▶ [CONSIGNE 1]
Répondez à ces questions sur le texte consacré aux funérailles :
(a) Dans quels lieux les funérailles sont-elles de plus en plus souvent célébrées ?
(b) Dans quel milieu cette évolution est-elle plus particulièrement perçue ?
(c) Avec qui la famille discute-t-elle avant d'opter pour une célébration dans l'intimité ?

▶ [TEXTE FOURNI]
-=-=-=-=-
Par Valérie Pianta
Photo: media.ooreka.frOn assiste actuellement à une modification de l’attitude des gens face aux rituels qui accompagnent la mort ; les funérailles sont de plus en plus fréquemment célébrées dans l’intimité de la famille, voire dans la plus stricte intimité, dans une église, dans un centre funéraire ou dans les locaux aménagés des entreprises de pompes funèbres elles-mêmes. La dimension sociale est progressivement écartée. Par ailleurs, on ne fait plus systématiquement appel au prêtre pour la célébration.
Cette évolution est plus particulièrement perçue en milieu urbain. Dans un village où société civile et communauté religieuse se recoupent souvent plus largement, la sépulture est un événement qui revêt à la fois un caractère social et religieux. En effet, de près ou de loin, une large partie de la population se sent concernée par la mort d’un membre de la communauté villageoise, en raison de sa proximité avec lui. Très souvent, beaucoup ont partagé un bout d’histoire avec le défunt ou sa famille.
En ville, il en va autrement. Cela ne fait pas toujours sens de célébrer des funérailles à l’église si le défunt n’était pas croyant ou si sa proche famille ne l’est pas non plus. Après discussion avec les services funèbres, avec le prêtre, on opte alors pour une célébration dans l’intimité ou dans la plus stricte intimité. Cela met en évidence un élément qui m’interpelle : la famille ne prend plus nécessairement en compte le lien social de son défunt, aussi petit soit-il, pour laisser la possibilité aux personnes ayant, d’une manière ou d’un autre, été proches de celui-ci, de lui dire « à Dieu ». Cela n’est pas toujours bien accepté par ces personnes qui expriment parfois leur regret.
-=-=-=-=-
▶ [LISTE DES ENTRÉES]
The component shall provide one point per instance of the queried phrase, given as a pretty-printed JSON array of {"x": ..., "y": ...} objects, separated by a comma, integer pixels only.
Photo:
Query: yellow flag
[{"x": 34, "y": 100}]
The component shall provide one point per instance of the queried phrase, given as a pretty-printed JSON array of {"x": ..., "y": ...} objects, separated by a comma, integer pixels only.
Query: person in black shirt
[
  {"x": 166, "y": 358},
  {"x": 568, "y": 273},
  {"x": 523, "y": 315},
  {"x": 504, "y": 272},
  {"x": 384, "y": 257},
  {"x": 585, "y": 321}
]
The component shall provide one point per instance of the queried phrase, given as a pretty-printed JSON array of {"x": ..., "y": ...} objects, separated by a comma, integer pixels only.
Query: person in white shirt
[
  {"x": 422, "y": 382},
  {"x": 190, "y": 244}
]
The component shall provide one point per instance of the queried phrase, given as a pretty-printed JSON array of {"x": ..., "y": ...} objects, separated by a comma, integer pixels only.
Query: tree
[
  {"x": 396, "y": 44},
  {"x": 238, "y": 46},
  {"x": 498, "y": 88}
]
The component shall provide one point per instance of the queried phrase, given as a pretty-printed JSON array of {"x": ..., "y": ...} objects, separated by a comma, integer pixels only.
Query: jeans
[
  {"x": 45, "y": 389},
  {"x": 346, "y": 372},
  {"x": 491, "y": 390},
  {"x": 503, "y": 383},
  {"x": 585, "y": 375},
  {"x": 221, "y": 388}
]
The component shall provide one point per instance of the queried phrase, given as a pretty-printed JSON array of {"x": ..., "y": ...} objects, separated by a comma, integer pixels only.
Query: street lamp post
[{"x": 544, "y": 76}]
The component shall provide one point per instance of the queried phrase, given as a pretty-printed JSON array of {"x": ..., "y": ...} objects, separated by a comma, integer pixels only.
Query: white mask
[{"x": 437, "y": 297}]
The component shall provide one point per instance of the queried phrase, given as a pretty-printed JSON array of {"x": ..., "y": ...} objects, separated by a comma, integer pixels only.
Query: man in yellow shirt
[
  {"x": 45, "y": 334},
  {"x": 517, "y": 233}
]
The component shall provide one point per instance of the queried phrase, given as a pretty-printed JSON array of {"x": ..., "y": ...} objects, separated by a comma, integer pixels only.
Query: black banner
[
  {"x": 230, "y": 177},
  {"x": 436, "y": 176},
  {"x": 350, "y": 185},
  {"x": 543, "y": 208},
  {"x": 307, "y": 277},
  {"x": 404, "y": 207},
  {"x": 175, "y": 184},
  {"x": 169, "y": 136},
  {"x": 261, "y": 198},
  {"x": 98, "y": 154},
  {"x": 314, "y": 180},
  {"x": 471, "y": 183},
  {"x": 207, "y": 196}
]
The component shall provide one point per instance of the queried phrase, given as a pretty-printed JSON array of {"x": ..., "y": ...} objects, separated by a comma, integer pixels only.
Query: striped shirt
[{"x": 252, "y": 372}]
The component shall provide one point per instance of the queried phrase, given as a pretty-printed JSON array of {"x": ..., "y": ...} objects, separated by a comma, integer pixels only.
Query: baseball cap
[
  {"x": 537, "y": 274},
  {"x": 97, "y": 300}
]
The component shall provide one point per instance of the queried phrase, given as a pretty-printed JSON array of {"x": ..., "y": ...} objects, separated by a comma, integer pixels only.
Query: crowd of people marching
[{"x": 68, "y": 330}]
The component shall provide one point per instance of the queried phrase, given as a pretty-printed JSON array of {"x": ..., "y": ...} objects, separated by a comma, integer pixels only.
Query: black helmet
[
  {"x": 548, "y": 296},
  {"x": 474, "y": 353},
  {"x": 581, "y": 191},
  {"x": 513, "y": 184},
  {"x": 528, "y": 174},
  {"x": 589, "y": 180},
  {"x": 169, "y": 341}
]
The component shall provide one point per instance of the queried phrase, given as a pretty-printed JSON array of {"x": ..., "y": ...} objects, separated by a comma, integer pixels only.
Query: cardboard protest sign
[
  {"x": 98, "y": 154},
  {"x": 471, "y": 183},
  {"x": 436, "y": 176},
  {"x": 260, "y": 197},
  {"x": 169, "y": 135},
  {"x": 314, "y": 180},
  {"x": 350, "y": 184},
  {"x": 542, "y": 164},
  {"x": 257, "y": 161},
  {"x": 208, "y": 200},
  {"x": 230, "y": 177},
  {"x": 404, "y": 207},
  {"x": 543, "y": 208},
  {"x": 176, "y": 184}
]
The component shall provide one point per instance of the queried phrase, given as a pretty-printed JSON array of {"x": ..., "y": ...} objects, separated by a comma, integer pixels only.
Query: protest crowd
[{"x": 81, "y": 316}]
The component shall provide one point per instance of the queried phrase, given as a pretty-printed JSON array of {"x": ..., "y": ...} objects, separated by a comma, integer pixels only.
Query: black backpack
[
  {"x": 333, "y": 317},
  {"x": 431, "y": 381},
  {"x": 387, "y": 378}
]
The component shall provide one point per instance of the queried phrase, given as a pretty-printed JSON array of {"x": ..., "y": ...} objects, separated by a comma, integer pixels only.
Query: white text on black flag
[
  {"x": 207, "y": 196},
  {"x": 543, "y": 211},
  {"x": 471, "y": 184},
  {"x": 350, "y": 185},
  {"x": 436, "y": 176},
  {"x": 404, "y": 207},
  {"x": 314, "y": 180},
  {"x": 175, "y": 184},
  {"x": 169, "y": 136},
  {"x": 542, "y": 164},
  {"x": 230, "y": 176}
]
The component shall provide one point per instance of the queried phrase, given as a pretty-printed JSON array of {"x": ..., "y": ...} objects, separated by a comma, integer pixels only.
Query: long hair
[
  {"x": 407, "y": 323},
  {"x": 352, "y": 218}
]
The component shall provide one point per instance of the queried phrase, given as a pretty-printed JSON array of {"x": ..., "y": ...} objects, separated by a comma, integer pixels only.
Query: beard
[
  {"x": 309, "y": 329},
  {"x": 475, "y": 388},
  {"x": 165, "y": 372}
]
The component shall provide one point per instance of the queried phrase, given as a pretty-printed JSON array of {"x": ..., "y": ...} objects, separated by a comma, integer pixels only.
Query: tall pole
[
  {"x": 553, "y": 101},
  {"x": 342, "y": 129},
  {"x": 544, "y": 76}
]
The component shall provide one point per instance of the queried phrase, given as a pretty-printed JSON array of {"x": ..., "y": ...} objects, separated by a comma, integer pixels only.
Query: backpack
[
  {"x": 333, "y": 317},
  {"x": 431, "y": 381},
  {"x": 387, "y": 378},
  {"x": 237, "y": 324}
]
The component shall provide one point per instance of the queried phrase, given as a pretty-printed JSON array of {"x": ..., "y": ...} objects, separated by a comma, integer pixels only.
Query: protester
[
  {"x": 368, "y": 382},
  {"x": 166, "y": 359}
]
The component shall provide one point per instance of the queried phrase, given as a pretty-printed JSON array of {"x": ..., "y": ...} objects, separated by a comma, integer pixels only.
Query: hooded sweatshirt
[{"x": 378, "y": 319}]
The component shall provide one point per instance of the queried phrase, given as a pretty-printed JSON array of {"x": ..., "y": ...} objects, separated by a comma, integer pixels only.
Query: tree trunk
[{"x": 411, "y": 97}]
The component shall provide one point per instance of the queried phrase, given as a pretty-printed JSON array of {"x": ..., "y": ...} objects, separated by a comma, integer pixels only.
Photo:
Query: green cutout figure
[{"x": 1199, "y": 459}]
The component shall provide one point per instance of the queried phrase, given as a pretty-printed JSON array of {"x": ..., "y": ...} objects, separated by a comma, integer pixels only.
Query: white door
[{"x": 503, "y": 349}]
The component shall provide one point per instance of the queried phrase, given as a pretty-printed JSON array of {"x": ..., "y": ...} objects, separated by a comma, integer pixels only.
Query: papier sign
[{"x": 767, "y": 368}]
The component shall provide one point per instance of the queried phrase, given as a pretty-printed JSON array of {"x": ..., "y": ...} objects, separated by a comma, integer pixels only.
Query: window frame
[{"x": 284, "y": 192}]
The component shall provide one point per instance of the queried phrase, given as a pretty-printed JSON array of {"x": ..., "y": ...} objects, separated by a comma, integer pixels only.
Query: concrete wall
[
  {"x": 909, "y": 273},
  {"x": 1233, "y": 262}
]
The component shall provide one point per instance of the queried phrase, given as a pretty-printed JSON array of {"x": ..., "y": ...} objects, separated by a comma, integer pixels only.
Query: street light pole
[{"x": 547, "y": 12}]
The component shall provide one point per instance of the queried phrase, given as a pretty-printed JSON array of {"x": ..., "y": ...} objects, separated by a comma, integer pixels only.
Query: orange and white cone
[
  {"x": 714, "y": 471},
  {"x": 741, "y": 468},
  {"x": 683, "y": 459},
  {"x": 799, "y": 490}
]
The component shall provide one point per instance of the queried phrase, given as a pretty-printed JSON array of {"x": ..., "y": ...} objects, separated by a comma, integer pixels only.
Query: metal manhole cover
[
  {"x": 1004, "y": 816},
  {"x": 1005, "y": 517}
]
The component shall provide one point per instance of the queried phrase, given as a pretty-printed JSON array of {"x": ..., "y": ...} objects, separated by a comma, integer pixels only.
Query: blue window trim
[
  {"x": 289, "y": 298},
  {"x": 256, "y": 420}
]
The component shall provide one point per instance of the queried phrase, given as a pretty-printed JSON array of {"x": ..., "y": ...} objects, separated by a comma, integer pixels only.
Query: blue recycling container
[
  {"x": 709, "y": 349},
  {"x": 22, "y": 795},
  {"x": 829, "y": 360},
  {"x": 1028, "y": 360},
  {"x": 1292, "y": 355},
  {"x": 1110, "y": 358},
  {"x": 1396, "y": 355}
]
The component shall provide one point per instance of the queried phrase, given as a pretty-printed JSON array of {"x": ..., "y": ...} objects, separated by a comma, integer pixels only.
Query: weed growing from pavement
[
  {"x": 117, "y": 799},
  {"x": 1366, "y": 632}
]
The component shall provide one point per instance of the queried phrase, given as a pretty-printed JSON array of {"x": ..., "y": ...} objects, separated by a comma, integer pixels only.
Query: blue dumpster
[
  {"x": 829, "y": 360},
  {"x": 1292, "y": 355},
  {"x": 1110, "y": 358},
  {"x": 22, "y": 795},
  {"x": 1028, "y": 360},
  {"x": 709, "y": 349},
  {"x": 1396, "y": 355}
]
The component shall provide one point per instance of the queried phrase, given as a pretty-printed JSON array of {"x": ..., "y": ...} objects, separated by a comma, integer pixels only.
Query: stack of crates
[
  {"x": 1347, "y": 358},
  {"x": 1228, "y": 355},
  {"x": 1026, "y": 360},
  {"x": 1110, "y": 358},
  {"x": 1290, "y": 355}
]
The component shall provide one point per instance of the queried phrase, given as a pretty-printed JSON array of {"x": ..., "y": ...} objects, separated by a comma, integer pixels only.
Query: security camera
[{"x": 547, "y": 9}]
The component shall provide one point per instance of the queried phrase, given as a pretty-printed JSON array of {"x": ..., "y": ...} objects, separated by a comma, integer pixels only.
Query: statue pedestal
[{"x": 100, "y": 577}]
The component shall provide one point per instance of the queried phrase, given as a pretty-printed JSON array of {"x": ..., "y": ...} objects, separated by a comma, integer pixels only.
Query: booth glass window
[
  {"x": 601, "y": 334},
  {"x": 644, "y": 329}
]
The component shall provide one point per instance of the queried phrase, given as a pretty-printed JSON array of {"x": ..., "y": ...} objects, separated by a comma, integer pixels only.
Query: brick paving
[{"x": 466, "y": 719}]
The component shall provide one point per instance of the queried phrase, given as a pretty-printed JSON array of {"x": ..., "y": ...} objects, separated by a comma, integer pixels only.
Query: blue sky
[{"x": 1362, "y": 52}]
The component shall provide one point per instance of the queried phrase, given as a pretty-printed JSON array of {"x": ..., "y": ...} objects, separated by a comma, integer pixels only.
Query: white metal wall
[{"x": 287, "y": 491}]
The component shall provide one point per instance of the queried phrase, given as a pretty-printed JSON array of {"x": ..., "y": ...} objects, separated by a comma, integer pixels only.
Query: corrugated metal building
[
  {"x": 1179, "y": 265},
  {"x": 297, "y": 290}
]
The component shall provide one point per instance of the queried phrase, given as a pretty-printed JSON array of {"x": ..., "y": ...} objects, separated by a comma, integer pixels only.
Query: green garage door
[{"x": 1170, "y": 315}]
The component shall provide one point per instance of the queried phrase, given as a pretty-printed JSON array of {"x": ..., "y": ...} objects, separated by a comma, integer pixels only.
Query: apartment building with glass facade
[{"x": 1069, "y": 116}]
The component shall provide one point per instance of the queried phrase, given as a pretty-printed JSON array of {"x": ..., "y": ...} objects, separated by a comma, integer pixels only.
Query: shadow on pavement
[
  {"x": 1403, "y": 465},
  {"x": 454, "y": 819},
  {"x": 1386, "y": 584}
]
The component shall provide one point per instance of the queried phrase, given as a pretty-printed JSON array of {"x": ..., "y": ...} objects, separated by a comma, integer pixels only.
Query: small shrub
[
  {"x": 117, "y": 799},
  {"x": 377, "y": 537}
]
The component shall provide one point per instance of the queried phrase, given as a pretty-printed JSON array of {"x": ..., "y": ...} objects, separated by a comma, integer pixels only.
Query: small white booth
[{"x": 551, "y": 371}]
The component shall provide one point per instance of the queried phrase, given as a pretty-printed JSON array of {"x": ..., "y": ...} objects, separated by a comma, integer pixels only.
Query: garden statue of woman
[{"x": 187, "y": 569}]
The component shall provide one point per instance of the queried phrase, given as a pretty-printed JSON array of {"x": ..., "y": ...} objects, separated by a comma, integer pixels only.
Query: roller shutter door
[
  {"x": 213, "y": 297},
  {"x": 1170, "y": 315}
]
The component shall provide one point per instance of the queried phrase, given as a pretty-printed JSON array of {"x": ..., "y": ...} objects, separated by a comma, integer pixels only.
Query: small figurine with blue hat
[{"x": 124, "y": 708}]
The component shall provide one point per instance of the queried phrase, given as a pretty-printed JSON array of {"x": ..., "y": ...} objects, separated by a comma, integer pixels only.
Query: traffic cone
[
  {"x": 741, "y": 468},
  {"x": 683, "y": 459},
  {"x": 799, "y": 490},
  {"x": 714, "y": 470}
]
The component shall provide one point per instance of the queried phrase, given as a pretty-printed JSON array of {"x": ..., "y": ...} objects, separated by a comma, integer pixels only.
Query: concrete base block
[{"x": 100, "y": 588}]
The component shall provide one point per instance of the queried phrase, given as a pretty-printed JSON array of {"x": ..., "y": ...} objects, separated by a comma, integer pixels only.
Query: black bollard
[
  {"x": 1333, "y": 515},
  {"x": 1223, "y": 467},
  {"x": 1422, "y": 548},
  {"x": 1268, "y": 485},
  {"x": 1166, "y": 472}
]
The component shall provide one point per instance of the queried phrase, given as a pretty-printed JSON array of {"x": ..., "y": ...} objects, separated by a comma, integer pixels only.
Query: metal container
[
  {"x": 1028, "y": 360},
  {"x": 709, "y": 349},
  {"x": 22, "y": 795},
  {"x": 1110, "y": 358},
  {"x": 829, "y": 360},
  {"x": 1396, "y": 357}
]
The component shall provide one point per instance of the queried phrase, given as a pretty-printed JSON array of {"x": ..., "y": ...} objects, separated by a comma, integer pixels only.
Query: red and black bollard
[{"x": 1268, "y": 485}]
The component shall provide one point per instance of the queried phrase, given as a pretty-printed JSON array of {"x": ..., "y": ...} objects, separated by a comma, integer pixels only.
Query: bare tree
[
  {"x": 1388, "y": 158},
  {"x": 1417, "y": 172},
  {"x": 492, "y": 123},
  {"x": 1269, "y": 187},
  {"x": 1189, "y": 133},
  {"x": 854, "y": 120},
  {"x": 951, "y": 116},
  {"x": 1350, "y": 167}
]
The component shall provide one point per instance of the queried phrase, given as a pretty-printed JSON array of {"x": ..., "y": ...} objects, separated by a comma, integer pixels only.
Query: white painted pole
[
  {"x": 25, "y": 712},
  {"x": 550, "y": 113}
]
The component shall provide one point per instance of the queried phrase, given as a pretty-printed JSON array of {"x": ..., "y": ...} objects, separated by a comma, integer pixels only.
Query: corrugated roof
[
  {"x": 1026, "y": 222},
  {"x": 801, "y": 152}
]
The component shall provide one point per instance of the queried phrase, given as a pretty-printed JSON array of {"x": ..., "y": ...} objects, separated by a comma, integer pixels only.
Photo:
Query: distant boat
-=-=-=-=-
▶ [CONSIGNE 2]
Repérez dans les entrées chaque ligne contenant le mot « small » et recopiez-la.

▶ [RÉPONSE 1]
(a) Dans une église, dans un centre funéraire ou dans les locaux aménagés des entreprises de pompes funèbres elles-mêmes.
(b) En milieu urbain.
(c) Avec les services funèbres et avec le prêtre.

▶ [RÉPONSE 2]
Query: small shrub
Query: small white booth
Query: small figurine with blue hat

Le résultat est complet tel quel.